▸ What you need to do
Please filter the listing below and copy out the lines that hold "blue".

▸ Records provided
= = = = =
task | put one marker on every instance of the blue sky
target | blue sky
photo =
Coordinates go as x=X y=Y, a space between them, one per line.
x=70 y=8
= = = = =
▸ Response to the exercise
task | put one marker on every instance of the blue sky
target | blue sky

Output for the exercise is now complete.